__Task objective__: Print everything from the line containing "fixture in this photo." down through the end of the records, word for word.

__Data shown__:

------

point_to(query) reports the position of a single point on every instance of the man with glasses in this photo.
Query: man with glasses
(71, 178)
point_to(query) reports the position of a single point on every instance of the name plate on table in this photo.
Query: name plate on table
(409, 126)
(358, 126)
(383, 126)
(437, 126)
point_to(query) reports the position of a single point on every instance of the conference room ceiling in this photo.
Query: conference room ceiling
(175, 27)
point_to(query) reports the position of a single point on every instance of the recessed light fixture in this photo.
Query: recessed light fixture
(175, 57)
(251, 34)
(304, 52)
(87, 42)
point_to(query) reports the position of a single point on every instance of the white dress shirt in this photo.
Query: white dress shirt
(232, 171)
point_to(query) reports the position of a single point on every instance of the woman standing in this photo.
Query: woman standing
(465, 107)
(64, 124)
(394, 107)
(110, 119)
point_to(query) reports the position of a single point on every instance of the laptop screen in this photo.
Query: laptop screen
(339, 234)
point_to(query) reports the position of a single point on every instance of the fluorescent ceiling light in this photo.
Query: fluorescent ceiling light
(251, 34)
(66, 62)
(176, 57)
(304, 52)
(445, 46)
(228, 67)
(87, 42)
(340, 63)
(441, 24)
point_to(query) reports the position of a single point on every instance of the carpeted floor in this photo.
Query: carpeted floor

------

__Completed task__:
point_to(query) reports the position of a single point on every instance of the recessed light fixture in this photo.
Query: recessed light fixture
(175, 57)
(251, 34)
(304, 52)
(87, 42)
point_to(query) reports the position of a single point on every instance of the white dress shirt in this photo.
Query: white dress shirt
(232, 171)
point_to(query) reports the position of a single point on every instance of the woman standing in this photo.
Query: woman standing
(465, 107)
(64, 124)
(394, 107)
(110, 119)
point_to(query) reports the position of a single point on every instance of the laptop screen in this photo.
Query: laptop screen
(339, 234)
point_to(query) reports the position of a single point on every instance of the fluorescent ceiling light in this photo.
Query: fluorescent ceiling light
(251, 34)
(66, 62)
(176, 57)
(304, 52)
(445, 46)
(228, 67)
(87, 42)
(340, 63)
(441, 24)
point_to(query) reports the position of a single point on every instance of the carpeted floor in this photo.
Query: carpeted floor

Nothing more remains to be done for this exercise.